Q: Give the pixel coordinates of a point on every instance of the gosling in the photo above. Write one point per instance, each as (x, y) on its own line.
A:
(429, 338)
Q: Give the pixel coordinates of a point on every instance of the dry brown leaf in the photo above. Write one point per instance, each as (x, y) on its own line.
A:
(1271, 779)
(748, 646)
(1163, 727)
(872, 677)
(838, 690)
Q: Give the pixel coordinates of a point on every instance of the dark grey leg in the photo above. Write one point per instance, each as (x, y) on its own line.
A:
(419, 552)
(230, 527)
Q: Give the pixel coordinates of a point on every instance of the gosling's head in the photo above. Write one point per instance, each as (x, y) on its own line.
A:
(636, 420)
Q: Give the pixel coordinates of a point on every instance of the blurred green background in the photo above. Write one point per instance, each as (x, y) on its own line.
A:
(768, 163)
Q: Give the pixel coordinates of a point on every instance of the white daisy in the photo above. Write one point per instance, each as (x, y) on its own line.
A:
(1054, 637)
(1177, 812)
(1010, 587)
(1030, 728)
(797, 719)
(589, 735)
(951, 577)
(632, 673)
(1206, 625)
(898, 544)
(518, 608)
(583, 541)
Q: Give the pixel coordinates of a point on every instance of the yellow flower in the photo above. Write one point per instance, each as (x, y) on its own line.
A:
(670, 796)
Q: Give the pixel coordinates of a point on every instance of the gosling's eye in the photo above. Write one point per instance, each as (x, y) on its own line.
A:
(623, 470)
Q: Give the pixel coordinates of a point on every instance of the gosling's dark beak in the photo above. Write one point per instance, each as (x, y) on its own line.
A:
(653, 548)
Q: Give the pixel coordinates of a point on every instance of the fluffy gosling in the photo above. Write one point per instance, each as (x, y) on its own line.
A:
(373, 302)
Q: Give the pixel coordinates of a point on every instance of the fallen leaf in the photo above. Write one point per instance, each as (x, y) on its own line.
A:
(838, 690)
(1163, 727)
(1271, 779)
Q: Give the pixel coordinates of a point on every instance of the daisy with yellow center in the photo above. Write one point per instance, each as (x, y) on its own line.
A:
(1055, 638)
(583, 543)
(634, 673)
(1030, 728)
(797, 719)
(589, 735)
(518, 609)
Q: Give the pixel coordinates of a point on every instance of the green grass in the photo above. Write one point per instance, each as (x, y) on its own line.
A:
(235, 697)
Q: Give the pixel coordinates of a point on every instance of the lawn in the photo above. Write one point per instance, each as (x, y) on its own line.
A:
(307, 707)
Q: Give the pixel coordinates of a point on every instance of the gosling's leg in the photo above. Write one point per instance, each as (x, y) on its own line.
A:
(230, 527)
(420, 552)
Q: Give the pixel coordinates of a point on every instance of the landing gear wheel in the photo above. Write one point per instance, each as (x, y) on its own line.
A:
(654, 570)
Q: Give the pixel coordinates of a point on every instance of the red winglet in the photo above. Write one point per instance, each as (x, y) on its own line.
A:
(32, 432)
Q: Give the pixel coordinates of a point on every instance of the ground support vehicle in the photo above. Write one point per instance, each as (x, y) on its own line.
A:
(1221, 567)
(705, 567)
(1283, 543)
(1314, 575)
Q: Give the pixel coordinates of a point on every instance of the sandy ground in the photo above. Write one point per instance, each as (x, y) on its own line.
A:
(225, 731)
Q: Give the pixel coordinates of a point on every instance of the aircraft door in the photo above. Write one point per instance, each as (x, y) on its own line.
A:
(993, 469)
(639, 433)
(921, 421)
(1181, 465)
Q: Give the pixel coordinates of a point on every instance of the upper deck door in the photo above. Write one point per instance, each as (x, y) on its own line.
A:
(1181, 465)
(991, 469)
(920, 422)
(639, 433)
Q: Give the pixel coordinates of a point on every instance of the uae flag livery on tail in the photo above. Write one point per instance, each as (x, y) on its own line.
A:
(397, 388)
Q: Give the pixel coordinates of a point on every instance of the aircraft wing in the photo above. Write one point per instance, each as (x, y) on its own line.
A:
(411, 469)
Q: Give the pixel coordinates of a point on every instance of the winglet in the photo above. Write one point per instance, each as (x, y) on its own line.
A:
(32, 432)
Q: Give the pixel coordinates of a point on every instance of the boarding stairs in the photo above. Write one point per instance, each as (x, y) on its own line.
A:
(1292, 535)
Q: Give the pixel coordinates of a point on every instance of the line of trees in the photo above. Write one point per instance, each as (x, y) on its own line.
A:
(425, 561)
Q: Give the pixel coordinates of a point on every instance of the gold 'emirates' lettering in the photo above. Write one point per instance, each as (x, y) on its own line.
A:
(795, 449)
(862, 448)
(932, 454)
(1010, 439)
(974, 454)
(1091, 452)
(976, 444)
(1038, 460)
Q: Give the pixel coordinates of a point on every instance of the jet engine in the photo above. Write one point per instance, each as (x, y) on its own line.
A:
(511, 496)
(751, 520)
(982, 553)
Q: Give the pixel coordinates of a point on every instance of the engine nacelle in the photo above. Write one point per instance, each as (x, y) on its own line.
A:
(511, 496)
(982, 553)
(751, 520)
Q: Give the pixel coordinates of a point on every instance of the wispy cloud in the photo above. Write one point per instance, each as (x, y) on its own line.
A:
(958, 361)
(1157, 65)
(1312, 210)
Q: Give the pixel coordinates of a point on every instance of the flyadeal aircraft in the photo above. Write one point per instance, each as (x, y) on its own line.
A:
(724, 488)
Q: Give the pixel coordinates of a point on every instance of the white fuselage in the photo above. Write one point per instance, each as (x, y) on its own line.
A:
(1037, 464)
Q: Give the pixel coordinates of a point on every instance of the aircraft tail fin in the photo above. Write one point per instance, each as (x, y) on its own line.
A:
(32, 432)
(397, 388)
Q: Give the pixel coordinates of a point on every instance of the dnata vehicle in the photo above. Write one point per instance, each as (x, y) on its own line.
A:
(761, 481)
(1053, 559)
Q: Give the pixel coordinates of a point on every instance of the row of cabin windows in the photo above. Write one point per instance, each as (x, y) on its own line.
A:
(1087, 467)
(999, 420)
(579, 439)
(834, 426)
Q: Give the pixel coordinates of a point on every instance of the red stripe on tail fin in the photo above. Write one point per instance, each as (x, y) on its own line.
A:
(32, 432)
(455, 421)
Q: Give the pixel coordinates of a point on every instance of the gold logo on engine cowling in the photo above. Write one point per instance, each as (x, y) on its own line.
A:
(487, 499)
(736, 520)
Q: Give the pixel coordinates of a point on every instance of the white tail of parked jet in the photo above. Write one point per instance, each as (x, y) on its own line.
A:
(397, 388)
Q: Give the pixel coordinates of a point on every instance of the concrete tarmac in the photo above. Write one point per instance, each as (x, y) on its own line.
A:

++++++

Reproduce every item above word for word, keeping the same lines in the same order.

Q: Give the pixel coordinates of a point on every instance of the gosling in the photo above. Write one point per instance, each as (x, y) on its own line.
A:
(429, 338)
Q: Give the pixel coordinates of a point on every instance of the dry brown leaf in the photo above. Write one point per instance, each as (x, y) on its own line.
A:
(1271, 779)
(748, 646)
(1163, 727)
(872, 677)
(838, 690)
Q: Give the pixel coordinates of a point on every instance of the dark grey leg in the photo above. Write one point per instance, each as (x, y) on its own line.
A:
(419, 552)
(230, 527)
Q: Give the pixel coordinates of a point on every instance of the gosling's head in the photo above. Write one point per instance, each as (x, y) on its own line.
A:
(636, 420)
Q: Give the pixel coordinates of a point on every instance of the blurred green background in the photo above. Write one point per instance, each as (x, y) on its own line.
A:
(768, 163)
Q: Give the pixel coordinates of a point on every instance of the white daisy in the photo above. Write one point per instance, each as (x, y) on its own line.
A:
(1054, 637)
(1177, 812)
(1010, 587)
(1030, 728)
(797, 719)
(589, 735)
(951, 577)
(632, 673)
(1206, 625)
(898, 544)
(518, 608)
(583, 541)
Q: Give the pixel coordinates of a point on every instance of the yellow flower in the photo above. Write one point per instance, each as (x, y) on its own line.
A:
(670, 796)
Q: Give the pixel coordinates of a point on every instance of the gosling's eye in the photo above. Write one point per instance, each as (x, y) on its own line.
A:
(623, 470)
Q: Give the pixel coordinates of a point on every instance of the gosling's dark beak in the photo above. Write one point per instance, each as (x, y) on its own line.
A:
(653, 548)
Q: Give the pixel coordinates of a point on every instance of the fluffy gosling in the photo above. Write one point per instance, each as (x, y) on its own line.
A:
(373, 302)
Q: Give the pixel coordinates of a point on every instance of the fallen leaf in the photo above. Write one point per instance, each as (x, y) on its own line.
A:
(838, 690)
(1163, 727)
(1271, 779)
Q: Give the pixel coordinates of a point on every instance of the daisy with yellow center in the photo above. Write one point per instance, each as (x, y) on its own line.
A:
(1055, 638)
(583, 543)
(634, 673)
(1030, 728)
(797, 719)
(589, 735)
(518, 609)
Q: Give the pixel coordinates of a point on every instance of the green grass in the photo above. Write one point per instance, each as (x, y) on its own line.
A:
(235, 697)
Q: Give the pixel coordinates of a point on every instance of the lawn in the photo above. Write one point per instance, each as (x, y) on its own line.
A:
(307, 707)
Q: Give the pixel coordinates of a point on every instance of the gosling's leg in the photo above. Write one point per instance, each as (x, y) on its own line.
A:
(230, 527)
(420, 552)
Q: Give the pixel coordinates of a point on every instance of the landing gear wheel in the photo above. Write one point per instance, each as (x, y) on its own line.
A:
(654, 570)
Q: Give the pixel coordinates of a point on every instance of the red winglet in the photo above. Write one point per instance, each as (x, y) on its own line.
A:
(32, 432)
Q: Give the pixel coordinates of a point on every instance of the ground support vehicle in the photo above. Write one point per instance, each as (x, y) on its own line.
A:
(1221, 567)
(705, 567)
(1283, 543)
(1314, 575)
Q: Give the pixel coordinates of a point on every instance of the sandy ground in the photo above. Write one point per instance, each as (x, y) on its own line.
A:
(225, 731)
Q: Give the pixel coordinates of a point on every instance of the aircraft door in the photo above. Write one point per instance, each as (x, y) on its own line.
A:
(993, 469)
(639, 433)
(921, 421)
(1181, 465)
Q: Give the pixel coordinates of a point on every instance of the upper deck door in the photo above. Write one point per instance, each as (x, y) on its own line.
A:
(1181, 465)
(991, 469)
(920, 422)
(639, 433)
Q: Give the pixel coordinates of a point on every instance of the uae flag livery on tail in the photo above. Write one point per instance, each as (x, y) on its own line.
A:
(397, 388)
Q: Give the pixel coordinates of a point on every instance of the aircraft wing in the photo above. Write one point per instance, each as (x, y) on its own line.
A:
(411, 469)
Q: Give the pixel coordinates of a point on every instance of the winglet in the photo above. Write one point per instance, each as (x, y) on its own line.
A:
(32, 432)
Q: Give the pixel coordinates of a point on every instance of the boarding stairs in the photo above. Write one point per instance, each as (x, y) on its own line.
A:
(1292, 535)
Q: Give the pixel coordinates of a point on every instance of the line of trees in the photo above. Write one point per instance, each as (x, y) on its own line.
A:
(425, 561)
Q: Give the pixel coordinates of a point on every instance of the gold 'emirates' lettering in the photo above. Write one point per instance, each as (x, y) on its own line.
A:
(795, 449)
(862, 448)
(932, 454)
(1010, 439)
(974, 454)
(1091, 452)
(976, 444)
(1038, 460)
Q: Give the pixel coordinates of a point on every instance of the jet engine in the photo above. Write one point per instance, each as (x, y) on its own line.
A:
(511, 496)
(751, 520)
(982, 553)
Q: Give the pixel coordinates of a point on every instance of the engine nacelle in the photo above. Write one point per instance, each as (x, y) on its own line.
A:
(511, 496)
(982, 553)
(751, 520)
Q: Give the pixel coordinates of a point on every instance of the wispy cloud in the photo above. Write one point per instance, each as (x, y) on its own line.
A:
(958, 361)
(1157, 65)
(1312, 210)
Q: Give the pixel coordinates of a point on every instance of the flyadeal aircraft in the photo above. Write one point per instance, each as (x, y) on its own line.
A:
(724, 488)
Q: Give the pixel coordinates of a point on every instance of the white fuselage in the photo above. Write one point per instance, each as (x, y) on its own line.
A:
(1037, 464)
Q: Give the pixel coordinates of a point on every instance of the aircraft tail fin in the photo above. Write one point per instance, each as (x, y) on its own line.
A:
(32, 432)
(397, 388)
Q: Give the pixel coordinates of a point on every instance of the dnata vehicle in the photo above. Write one point per instance, each as (x, y) on its own line.
A:
(761, 481)
(1053, 559)
Q: Give the pixel coordinates of a point on every instance of the row of cabin windows in the photo above. Write one point per instance, each as (x, y) on its own line.
A:
(1087, 467)
(999, 420)
(579, 439)
(834, 426)
Q: Give the pixel coordinates of a point on every instance of the red stripe on tail fin in the photo above. Write one point per instance, each as (x, y) on its own line.
A:
(32, 432)
(455, 421)
Q: Give the pixel coordinates of a point on every instance of the gold logo on engine cowling in the photo above. Write one point per instance, each as (x, y) on its own line.
A:
(487, 499)
(736, 520)
Q: Give the pixel coordinates of a point on every instance of the white tail of parked jet in the photo above. Write one point per instance, each as (x, y) on its own line.
A:
(397, 388)
Q: Give the pixel coordinates of a point on every instance of the concrete tarmac in the photo above. Write one point per instance, each as (x, y) on its own line.
A:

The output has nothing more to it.